Exercise inputs:
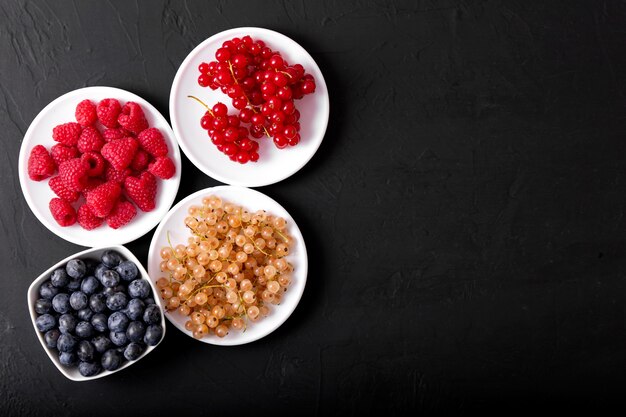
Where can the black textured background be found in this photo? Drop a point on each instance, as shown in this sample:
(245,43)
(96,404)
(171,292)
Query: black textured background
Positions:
(464,214)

What is needed: Give every record again exactly, apart from the pictures, which stay out.

Response to this exercise:
Where can the black textured background be found in this photo? Drop a point on each instance, as shown in this sample:
(245,43)
(96,404)
(171,292)
Query: black textured background
Positions:
(464,214)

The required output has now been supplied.